Work required -
From the passage about Neil Young, extract the words starting at "What the people" up to and including "radical than that?", copied without any change.

Document passage -
.....

Young’s fascinated with a lot of other things, too — the environment, alternative fuels, classic cars, the model trains his kid loved. But unlike the people blasting him, he’s done more than talk about them. When he was worried the toy train company his kid liked might go under, he bought it to make sure it didn't. He loves classic cars but doesn’t like what they do to the environment, so he fitted them for electric power. He thought digital music standards were crap so he made his own. And he keeps producing what once upon a time were called protest songs, including a whole album that’s basically a fuck you to Monsanto, whether the market wants them or not.
What the people who think he’s just some old fart don’t allow themselves to get is that Neil Young has always been crazier than they’ll ever be. He doesn’t care what you think. He does what he feels like doing — country, electronic, blues, le noise. You know David Geffen sued him for not repeating his own music formula, right? What makes you think you’re more radical than that?
So here he is, 77 years old, telling Spotify to get fucked. Good. Which reminds me of a more fruitful subject: Last month Young put out an album, Barn, with Crazy Horse, his “garage band” that’s as idiosyncratic as he is. Sometimes there’s a dynamic shift in their playing that sounds at first like they’re being sloppy, but then it turns out to be exactly in the pocket. They’re the polar opposite of a click track.
One of the album’s themes is age, understandably, but another is legacy, and what will be in the world when you’re not. Young sounds at the beginning, in the mellow, accordion-salted “Song of the Seasons,” like some codger they hauled out of the woods for a Folkways Records project to preserve the demotic music of some isolated community (Laurel Canyon?). “Looking through a wavy glass window,” he strains, “In this old place by the lake…” Later he mirrors that, speaking from an airplane: “Looking through this clear vinyl window/ At the city and its lights…” As a lyricist the old boy doesn’t miss a trick.

.....

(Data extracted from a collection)
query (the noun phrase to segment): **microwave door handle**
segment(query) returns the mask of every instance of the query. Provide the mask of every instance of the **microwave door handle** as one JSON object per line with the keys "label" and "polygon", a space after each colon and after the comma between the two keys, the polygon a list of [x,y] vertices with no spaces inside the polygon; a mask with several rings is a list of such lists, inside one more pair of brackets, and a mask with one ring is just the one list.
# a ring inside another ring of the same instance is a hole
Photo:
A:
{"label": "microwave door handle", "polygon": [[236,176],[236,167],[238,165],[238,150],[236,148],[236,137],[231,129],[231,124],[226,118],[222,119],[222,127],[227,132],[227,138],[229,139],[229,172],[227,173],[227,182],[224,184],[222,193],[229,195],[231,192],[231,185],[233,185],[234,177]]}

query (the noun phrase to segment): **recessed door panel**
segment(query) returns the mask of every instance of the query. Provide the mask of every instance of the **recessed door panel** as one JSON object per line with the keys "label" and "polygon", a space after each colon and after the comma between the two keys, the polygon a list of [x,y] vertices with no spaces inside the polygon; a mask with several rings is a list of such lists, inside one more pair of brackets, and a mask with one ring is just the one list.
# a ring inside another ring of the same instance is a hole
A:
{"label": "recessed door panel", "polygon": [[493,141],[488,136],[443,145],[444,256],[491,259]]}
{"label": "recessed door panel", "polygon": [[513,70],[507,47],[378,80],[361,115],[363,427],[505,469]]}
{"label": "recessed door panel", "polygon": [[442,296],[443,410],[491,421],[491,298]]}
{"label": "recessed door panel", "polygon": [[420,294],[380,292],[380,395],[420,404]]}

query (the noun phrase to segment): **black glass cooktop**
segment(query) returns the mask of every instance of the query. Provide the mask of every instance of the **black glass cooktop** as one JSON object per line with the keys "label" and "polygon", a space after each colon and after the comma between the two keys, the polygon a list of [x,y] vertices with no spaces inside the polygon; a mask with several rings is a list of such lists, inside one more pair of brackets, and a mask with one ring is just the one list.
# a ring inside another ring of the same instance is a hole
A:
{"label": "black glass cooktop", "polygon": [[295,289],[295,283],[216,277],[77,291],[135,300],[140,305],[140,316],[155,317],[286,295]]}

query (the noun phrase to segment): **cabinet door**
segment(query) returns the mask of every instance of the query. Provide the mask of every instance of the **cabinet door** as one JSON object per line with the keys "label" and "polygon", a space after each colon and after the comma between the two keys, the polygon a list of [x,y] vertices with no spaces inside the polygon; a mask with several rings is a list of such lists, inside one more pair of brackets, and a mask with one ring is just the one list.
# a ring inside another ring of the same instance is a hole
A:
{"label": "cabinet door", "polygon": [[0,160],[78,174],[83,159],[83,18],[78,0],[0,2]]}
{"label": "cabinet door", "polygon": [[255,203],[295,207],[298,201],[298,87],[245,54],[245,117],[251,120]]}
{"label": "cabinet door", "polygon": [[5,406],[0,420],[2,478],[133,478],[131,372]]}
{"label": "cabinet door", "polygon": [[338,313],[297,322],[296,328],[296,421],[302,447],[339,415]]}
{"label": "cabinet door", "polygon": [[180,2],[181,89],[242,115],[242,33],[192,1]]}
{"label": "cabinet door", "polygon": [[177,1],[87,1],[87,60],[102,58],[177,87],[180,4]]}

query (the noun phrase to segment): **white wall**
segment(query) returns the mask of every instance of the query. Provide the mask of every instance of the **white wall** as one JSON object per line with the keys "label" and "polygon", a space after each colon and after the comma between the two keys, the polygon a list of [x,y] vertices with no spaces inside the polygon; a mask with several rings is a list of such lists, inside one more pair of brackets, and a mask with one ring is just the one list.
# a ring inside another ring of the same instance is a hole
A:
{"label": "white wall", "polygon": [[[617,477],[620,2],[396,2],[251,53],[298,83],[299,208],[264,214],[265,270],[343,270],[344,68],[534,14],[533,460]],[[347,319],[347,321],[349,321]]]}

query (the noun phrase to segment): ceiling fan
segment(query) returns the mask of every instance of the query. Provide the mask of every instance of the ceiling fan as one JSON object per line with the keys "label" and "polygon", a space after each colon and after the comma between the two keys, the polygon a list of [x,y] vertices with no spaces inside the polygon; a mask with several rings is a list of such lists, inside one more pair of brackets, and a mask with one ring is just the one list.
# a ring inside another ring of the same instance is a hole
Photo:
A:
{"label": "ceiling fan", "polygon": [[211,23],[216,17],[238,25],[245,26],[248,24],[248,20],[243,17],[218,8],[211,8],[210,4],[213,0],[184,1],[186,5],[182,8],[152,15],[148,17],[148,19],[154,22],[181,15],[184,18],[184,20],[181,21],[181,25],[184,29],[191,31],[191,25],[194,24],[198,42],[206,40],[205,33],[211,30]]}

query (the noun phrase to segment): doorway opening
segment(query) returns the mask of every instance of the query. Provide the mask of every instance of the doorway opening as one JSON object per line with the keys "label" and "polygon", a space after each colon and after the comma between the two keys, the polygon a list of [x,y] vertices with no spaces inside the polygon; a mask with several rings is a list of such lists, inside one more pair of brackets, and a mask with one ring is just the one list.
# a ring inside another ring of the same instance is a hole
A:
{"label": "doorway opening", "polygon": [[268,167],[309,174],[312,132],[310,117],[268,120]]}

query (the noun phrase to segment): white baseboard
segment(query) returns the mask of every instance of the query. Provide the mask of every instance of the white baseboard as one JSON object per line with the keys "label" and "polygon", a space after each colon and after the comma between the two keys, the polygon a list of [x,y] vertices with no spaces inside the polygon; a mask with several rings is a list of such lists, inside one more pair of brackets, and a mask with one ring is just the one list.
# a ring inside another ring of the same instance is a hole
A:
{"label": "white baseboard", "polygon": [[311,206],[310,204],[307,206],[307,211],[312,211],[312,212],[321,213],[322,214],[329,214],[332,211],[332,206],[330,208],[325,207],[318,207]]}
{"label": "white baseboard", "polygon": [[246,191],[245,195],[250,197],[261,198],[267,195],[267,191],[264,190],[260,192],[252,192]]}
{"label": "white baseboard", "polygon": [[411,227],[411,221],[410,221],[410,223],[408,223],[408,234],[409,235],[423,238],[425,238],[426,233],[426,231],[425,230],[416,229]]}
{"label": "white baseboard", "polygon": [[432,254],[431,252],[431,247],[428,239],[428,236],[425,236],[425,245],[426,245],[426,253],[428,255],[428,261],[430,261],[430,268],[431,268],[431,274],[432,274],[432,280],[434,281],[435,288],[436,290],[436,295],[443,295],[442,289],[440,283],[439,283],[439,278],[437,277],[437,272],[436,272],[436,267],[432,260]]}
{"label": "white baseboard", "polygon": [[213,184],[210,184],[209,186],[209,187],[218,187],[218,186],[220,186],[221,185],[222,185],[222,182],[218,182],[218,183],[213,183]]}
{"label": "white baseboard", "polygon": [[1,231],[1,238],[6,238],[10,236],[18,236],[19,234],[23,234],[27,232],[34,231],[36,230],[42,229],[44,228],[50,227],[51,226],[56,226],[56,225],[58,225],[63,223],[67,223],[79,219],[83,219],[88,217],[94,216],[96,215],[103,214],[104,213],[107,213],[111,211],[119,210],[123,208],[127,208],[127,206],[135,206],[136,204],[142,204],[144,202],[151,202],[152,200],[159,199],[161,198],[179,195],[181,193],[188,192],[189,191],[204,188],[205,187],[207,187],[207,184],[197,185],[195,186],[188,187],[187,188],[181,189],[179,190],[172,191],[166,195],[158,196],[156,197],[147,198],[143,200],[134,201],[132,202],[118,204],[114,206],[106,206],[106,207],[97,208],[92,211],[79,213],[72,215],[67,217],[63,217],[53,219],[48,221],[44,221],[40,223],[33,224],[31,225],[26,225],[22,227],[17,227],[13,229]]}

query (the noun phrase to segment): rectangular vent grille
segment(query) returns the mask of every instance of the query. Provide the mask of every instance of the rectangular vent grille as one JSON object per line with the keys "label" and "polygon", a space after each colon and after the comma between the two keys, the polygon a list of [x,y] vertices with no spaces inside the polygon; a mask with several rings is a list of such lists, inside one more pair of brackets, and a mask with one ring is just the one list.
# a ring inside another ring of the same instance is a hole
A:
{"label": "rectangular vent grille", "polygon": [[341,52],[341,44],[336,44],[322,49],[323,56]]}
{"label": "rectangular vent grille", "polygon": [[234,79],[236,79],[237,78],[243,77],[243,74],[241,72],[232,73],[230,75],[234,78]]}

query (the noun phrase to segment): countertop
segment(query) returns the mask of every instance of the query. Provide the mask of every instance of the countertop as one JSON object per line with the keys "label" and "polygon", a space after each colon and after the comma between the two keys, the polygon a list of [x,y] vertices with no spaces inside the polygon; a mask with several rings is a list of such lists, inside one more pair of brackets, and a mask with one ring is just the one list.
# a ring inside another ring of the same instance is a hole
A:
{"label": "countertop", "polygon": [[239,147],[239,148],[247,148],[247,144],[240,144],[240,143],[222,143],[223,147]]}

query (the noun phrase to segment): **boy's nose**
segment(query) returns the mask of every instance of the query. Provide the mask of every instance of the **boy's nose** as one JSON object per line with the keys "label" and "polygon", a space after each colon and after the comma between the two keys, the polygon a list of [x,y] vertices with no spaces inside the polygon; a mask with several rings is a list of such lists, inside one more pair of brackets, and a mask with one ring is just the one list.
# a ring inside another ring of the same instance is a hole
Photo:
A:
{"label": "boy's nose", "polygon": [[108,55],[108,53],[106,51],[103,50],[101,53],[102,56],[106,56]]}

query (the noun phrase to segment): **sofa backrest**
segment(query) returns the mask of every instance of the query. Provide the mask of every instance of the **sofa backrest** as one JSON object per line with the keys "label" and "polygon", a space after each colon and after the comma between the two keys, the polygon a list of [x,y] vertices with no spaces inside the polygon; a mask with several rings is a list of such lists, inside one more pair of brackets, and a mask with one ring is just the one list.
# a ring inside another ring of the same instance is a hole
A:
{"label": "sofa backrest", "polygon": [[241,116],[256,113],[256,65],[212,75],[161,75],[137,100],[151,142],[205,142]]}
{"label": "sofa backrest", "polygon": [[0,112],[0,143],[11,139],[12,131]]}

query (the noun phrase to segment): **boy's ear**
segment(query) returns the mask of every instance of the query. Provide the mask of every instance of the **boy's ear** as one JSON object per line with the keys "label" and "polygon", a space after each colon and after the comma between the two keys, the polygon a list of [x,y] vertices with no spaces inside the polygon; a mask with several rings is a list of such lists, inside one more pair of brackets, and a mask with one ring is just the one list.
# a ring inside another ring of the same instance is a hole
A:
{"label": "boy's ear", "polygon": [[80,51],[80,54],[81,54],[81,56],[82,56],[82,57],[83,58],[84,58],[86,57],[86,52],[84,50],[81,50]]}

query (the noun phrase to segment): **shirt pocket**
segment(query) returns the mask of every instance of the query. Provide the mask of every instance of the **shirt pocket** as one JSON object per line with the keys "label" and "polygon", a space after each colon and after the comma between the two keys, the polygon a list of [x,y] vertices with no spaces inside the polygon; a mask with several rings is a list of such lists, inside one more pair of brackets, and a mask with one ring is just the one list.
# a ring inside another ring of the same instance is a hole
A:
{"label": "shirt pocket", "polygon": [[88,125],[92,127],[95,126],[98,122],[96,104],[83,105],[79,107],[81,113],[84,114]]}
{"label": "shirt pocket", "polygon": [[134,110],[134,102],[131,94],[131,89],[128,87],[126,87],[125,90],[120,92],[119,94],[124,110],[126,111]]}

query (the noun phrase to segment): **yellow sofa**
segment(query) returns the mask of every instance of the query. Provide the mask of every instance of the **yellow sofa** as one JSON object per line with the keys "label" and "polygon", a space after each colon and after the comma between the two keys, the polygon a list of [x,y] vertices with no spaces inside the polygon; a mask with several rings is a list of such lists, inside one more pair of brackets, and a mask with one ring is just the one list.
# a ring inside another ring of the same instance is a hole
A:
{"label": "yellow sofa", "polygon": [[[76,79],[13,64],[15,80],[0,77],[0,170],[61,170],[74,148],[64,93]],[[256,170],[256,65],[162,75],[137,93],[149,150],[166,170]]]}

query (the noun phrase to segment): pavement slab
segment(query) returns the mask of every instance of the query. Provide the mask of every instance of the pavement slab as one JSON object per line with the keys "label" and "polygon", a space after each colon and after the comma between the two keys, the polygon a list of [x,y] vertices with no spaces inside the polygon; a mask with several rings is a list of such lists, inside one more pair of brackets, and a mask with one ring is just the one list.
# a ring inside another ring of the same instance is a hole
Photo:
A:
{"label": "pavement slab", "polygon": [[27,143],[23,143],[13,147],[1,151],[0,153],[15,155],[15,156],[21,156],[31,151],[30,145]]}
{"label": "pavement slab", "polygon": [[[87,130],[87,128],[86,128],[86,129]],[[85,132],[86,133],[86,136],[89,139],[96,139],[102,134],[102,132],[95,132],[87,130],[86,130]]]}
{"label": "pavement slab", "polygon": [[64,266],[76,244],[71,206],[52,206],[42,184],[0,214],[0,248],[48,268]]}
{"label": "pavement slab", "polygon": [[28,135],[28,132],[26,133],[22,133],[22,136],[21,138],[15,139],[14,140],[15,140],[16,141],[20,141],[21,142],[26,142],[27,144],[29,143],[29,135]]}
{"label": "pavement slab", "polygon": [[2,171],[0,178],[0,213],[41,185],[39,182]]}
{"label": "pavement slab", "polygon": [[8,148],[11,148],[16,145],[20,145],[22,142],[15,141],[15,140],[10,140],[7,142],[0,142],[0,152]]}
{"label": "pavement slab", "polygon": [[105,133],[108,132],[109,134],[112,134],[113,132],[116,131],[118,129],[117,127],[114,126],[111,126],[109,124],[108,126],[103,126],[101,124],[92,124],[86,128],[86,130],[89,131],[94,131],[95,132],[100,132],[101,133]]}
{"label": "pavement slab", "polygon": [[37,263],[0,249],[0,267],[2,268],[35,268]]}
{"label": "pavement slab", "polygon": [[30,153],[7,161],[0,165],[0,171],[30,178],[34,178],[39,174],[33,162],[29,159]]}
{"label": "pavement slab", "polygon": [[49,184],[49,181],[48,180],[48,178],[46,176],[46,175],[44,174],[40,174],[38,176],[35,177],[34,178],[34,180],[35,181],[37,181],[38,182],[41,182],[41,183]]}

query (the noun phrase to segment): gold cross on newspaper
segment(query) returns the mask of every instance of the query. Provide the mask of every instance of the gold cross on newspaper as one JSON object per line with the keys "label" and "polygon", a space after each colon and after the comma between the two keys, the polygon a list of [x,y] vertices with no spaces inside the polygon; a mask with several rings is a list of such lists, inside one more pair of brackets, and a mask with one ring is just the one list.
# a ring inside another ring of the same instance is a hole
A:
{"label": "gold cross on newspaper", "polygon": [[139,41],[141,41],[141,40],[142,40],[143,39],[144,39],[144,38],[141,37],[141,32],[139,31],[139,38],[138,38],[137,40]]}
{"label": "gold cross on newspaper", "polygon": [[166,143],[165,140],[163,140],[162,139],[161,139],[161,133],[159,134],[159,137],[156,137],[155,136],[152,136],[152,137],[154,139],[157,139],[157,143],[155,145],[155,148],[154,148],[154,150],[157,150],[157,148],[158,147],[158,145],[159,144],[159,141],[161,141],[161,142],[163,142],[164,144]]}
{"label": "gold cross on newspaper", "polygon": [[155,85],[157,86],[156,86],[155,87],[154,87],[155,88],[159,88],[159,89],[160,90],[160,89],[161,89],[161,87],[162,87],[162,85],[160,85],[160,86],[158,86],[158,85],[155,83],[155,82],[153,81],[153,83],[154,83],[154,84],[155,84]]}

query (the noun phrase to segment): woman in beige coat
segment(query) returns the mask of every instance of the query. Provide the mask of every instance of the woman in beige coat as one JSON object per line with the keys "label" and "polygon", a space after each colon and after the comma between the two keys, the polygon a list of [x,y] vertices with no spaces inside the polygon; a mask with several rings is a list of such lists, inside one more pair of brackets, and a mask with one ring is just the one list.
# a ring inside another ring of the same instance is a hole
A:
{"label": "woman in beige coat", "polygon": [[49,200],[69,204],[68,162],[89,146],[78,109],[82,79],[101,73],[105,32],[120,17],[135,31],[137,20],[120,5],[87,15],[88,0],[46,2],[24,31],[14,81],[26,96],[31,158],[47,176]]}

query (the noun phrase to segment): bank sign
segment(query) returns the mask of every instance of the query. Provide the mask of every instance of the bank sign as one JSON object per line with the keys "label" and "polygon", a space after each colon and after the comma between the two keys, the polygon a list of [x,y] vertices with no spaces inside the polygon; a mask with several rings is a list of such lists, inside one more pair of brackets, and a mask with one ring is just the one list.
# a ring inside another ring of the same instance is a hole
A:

.....

Response area -
What the people who think he’s just some old fart don’t allow themselves to get is that Neil Young has always been crazier than they’ll ever be. He doesn’t care what you think. He does what he feels like doing — country, electronic, blues, le noise. You know David Geffen sued him for not repeating his own music formula, right? What makes you think you’re more radical than that?